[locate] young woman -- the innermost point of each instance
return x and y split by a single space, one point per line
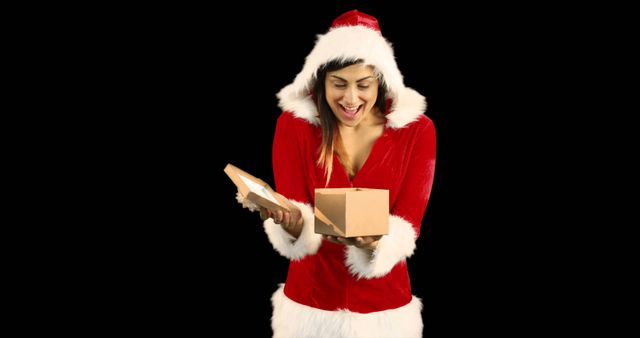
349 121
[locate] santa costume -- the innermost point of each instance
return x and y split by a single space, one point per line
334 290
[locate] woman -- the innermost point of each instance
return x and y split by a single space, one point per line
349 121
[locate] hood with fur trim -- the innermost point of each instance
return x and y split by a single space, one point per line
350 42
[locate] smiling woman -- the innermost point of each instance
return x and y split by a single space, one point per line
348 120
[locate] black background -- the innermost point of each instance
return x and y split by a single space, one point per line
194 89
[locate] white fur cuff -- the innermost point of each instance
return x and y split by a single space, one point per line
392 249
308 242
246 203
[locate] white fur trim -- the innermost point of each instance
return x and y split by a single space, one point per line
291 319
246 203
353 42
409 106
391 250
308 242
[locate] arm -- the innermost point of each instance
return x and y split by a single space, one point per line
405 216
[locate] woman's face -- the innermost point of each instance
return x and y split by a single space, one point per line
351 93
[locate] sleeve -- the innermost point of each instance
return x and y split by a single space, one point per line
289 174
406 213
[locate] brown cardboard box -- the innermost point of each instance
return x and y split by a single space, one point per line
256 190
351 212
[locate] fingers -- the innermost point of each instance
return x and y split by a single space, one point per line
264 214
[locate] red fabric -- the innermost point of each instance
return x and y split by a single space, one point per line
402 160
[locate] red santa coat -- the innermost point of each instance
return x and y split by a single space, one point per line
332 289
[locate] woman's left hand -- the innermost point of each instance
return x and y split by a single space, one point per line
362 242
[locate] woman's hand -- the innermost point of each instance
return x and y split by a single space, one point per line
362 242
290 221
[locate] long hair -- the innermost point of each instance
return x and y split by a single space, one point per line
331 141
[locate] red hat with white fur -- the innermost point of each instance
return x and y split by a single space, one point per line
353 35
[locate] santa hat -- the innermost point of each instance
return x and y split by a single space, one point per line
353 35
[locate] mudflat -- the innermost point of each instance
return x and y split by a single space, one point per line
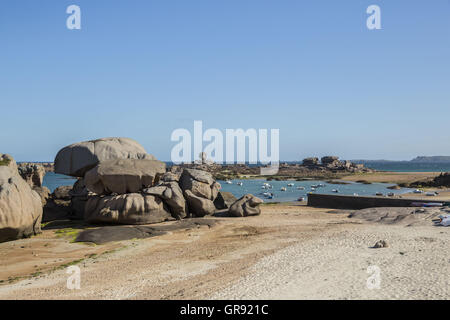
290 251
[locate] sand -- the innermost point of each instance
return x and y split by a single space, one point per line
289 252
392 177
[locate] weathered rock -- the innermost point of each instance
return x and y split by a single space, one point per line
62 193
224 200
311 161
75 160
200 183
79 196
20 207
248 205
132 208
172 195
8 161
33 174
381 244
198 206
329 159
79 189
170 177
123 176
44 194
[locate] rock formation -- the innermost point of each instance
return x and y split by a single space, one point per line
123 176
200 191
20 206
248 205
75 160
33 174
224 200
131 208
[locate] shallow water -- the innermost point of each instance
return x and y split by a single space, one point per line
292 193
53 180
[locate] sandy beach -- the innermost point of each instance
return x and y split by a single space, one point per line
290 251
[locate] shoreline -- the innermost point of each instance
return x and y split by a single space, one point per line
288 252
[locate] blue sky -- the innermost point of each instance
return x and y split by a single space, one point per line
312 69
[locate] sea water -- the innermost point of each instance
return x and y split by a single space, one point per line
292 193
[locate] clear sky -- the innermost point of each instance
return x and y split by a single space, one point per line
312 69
...
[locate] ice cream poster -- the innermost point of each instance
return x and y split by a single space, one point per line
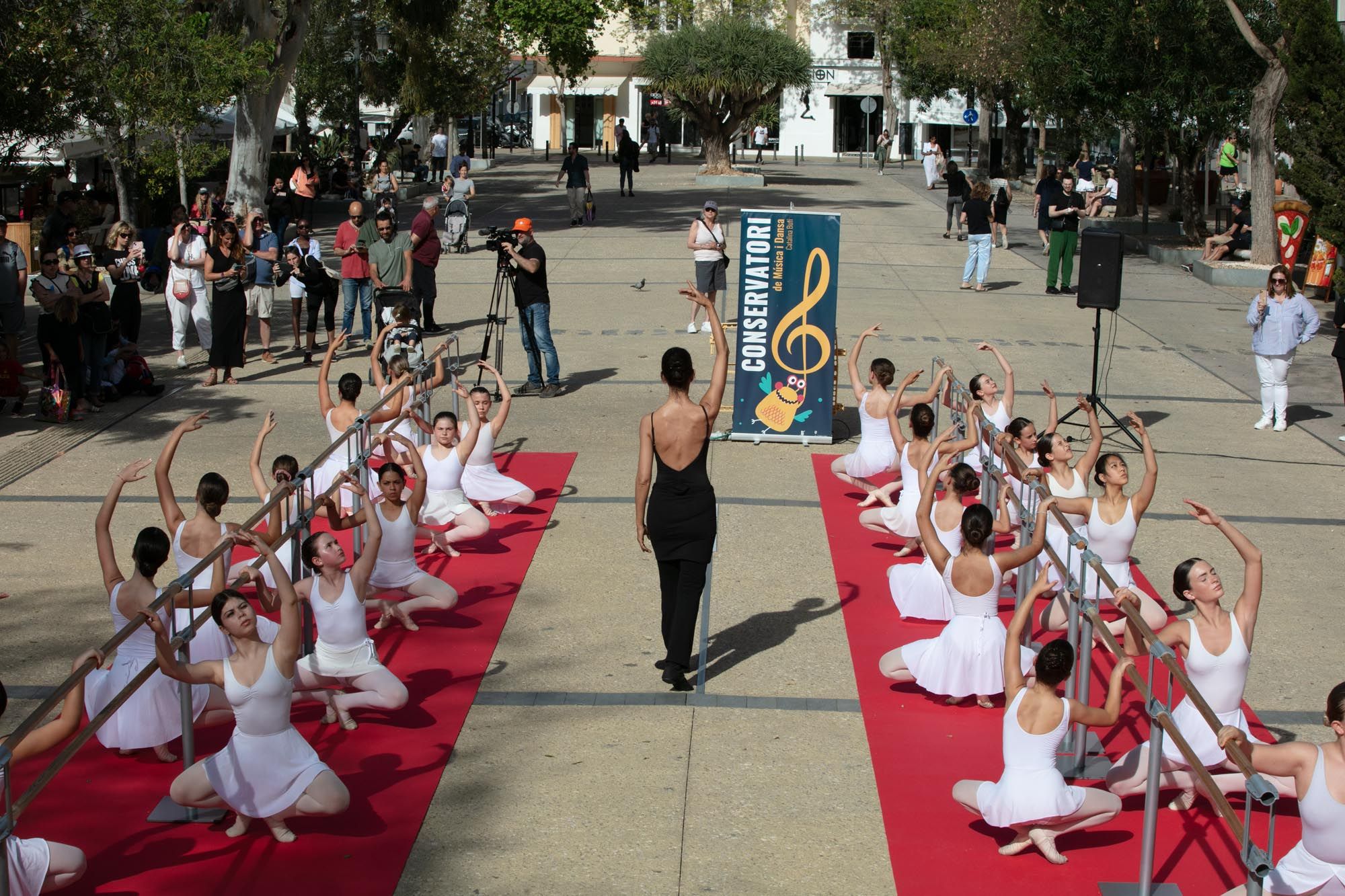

Exercise: Pull from the listing above each line containing the string "white", and copy those lines. Treat the match as case-sensitive.

Reply:
[locate] white fur cuff -- the innermost point of each instance
[locate] white fur trim -- the innermost point of each instance
[locate] red hat with white fur -- the innermost point of each instance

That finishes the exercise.